◆ **WHAT IS BEING ASKED**
Output the records below as a two-column CSV with the header row instruction,wkt and one row for each mark command: put the command's full text in instruction and its answer in wkt. Wrap every field in double quotes, turn each line break into a space, and leave the pictures out.

◆ **RECORDED INFORMATION**

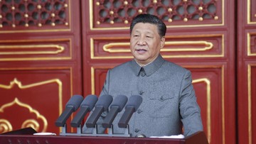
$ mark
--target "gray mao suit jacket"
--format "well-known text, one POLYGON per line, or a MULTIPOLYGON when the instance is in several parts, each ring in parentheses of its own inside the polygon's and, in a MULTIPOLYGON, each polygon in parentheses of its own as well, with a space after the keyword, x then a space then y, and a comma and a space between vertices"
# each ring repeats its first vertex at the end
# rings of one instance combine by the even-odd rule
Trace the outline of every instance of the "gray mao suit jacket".
MULTIPOLYGON (((142 96, 142 103, 129 122, 132 136, 188 136, 203 131, 191 82, 188 70, 159 55, 143 68, 133 60, 110 70, 100 95, 110 94, 114 99, 119 94, 128 98, 142 96)), ((114 120, 114 133, 124 133, 124 128, 117 126, 124 111, 114 120)), ((100 123, 106 114, 97 121, 100 132, 103 132, 100 123)), ((86 131, 85 126, 83 131, 86 131)))

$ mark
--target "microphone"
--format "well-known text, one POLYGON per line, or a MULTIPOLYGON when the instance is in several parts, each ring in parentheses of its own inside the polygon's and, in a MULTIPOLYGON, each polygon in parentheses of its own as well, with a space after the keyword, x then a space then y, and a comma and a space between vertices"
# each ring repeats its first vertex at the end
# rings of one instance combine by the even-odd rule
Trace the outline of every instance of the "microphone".
POLYGON ((81 123, 82 120, 85 116, 88 111, 92 110, 94 106, 97 101, 96 95, 88 95, 82 101, 80 111, 75 115, 75 118, 72 120, 70 124, 72 127, 78 127, 81 123))
POLYGON ((117 113, 120 112, 127 102, 127 97, 124 95, 117 96, 110 105, 110 110, 102 123, 103 128, 110 128, 117 113))
POLYGON ((113 97, 110 95, 102 95, 100 96, 99 100, 95 104, 95 109, 89 119, 86 122, 87 128, 94 128, 97 121, 99 119, 101 113, 108 109, 109 106, 113 101, 113 97))
POLYGON ((73 112, 75 111, 81 102, 83 97, 80 95, 74 95, 68 101, 65 105, 64 111, 61 113, 60 117, 56 120, 55 124, 58 127, 63 127, 68 117, 73 112))
POLYGON ((129 98, 128 102, 125 106, 124 113, 118 122, 118 126, 119 128, 127 127, 133 113, 137 111, 142 102, 142 97, 139 95, 133 95, 129 98))

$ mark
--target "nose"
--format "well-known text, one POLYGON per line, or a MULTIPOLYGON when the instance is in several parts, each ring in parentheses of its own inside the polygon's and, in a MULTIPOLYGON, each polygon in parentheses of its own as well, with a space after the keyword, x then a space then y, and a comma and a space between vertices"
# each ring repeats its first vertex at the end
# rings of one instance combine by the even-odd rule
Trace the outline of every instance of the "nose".
POLYGON ((138 40, 137 44, 139 45, 146 45, 146 41, 145 41, 144 37, 140 37, 139 39, 138 40))

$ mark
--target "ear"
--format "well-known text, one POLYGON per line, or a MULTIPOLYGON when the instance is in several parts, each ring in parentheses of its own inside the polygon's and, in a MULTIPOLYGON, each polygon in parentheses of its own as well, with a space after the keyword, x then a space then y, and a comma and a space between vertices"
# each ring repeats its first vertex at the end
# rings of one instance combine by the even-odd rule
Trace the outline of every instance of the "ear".
POLYGON ((165 37, 163 36, 161 38, 161 41, 160 41, 160 45, 161 45, 161 48, 163 48, 164 46, 164 43, 165 43, 165 37))

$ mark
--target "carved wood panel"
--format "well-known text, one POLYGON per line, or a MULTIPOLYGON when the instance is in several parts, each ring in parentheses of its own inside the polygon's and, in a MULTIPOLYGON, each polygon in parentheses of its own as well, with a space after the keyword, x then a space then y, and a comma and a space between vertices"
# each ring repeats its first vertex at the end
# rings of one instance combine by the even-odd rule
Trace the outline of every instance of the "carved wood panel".
POLYGON ((256 1, 238 1, 238 143, 256 143, 256 1))
POLYGON ((234 6, 225 0, 82 1, 84 92, 98 95, 107 70, 132 58, 132 18, 155 14, 168 28, 161 53, 192 72, 209 141, 235 143, 234 6))
POLYGON ((82 94, 79 4, 0 1, 0 133, 60 133, 55 121, 82 94))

◆ **WRITTEN REPLY**
instruction,wkt
"$ mark --target ""gray mao suit jacket"" --format ""well-known text, one POLYGON per line, or a MULTIPOLYGON when the instance is in several parts, each ring in parentheses of its own inside the polygon's and, in a MULTIPOLYGON, each polygon in parentheses of its own as well, with a space after the keyword, x then a space then y, and a comma and a space between vertices"" # each ring repeats its first vertex at the end # rings of one instance combine by the even-odd rule Trace the outline of every instance of the ""gray mao suit jacket"".","MULTIPOLYGON (((142 96, 142 103, 129 122, 132 136, 188 136, 203 131, 191 82, 188 70, 159 55, 143 68, 133 60, 110 70, 100 95, 110 94, 114 99, 119 94, 128 98, 142 96)), ((114 120, 114 133, 124 133, 124 128, 117 126, 124 111, 114 120)), ((100 123, 106 114, 97 121, 100 132, 103 132, 100 123)), ((86 131, 85 126, 83 131, 86 131)))"
"$ mark --target ""microphone"" --format ""well-known text, one POLYGON per line, or a MULTIPOLYGON when the instance is in several parts, each ring in parentheses of its own inside the polygon's and, in a MULTIPOLYGON, each polygon in parentheses of its own as well, with a space after the keyword, x then a space then y, and a comma and a space between vertices"" # each ring repeats its first vertex at the end # rings of one instance combine by the even-odd rule Trace the outline of every instance of the ""microphone"".","POLYGON ((81 123, 82 120, 85 116, 88 111, 92 110, 94 106, 97 101, 96 95, 88 95, 82 101, 80 111, 75 115, 75 118, 72 120, 70 124, 72 127, 78 127, 81 123)) POLYGON ((117 113, 120 112, 127 102, 127 97, 124 95, 117 96, 110 105, 110 110, 102 123, 103 128, 110 128, 117 113)) POLYGON ((113 97, 110 95, 102 95, 100 96, 99 100, 95 104, 95 109, 89 119, 86 122, 87 128, 94 128, 97 121, 99 119, 101 113, 108 109, 109 106, 113 101, 113 97)) POLYGON ((73 112, 75 111, 81 102, 83 97, 80 95, 74 95, 68 101, 65 105, 64 111, 61 113, 60 117, 56 120, 55 124, 58 127, 63 127, 68 117, 73 112)) POLYGON ((129 98, 128 102, 125 106, 124 113, 118 122, 118 126, 119 128, 127 127, 133 113, 137 111, 142 102, 142 97, 139 95, 133 95, 129 98))"
"$ mark --target ""nose"" --format ""well-known text, one POLYGON per line, or a MULTIPOLYGON when the instance is in several parts, each ring in parentheses of its own inside the polygon's and, in a MULTIPOLYGON, each polygon in parentheses of its own as well, with a space after the keyword, x then a space then y, and a comma and a space between vertices"" # each ring repeats its first vertex at the end # rings of one instance combine by the even-odd rule Trace the outline of every instance of the ""nose"".","POLYGON ((138 40, 137 44, 139 45, 146 45, 146 41, 145 41, 144 37, 140 37, 139 39, 138 40))"
"$ mark --target ""ear"" --format ""well-known text, one POLYGON per line, or a MULTIPOLYGON when the instance is in several parts, each ring in parentheses of its own inside the polygon's and, in a MULTIPOLYGON, each polygon in parentheses of its own as well, with a space after the keyword, x then a space then y, and a comma and a space between vertices"" # each ring repeats its first vertex at the end # rings of one instance combine by the even-odd rule Trace the outline of every instance of the ""ear"".","POLYGON ((165 37, 163 36, 161 38, 161 41, 160 41, 160 45, 161 45, 161 48, 163 48, 164 46, 164 43, 165 43, 165 37))"
"$ mark --target ""carved wood panel"" --format ""well-known text, one POLYGON per line, or a MULTIPOLYGON when the instance is in several parts, each ring in parentheses of its own inside the polygon's and, in a MULTIPOLYGON, each polygon in parentheses of its own as well, with a space after the keyword, x then a space then y, and a comma and a space between vertices"" # each ring repeats its first vertex at the end # rings of one instance combine by the even-odd rule Trace the outline of every instance of the ""carved wood panel"".","POLYGON ((256 1, 238 1, 238 143, 256 143, 256 1)) POLYGON ((234 6, 225 0, 82 1, 84 92, 98 95, 107 70, 132 58, 132 18, 155 14, 168 28, 161 53, 192 72, 209 141, 235 143, 234 6)) POLYGON ((82 94, 79 4, 0 1, 0 133, 60 133, 55 121, 82 94))"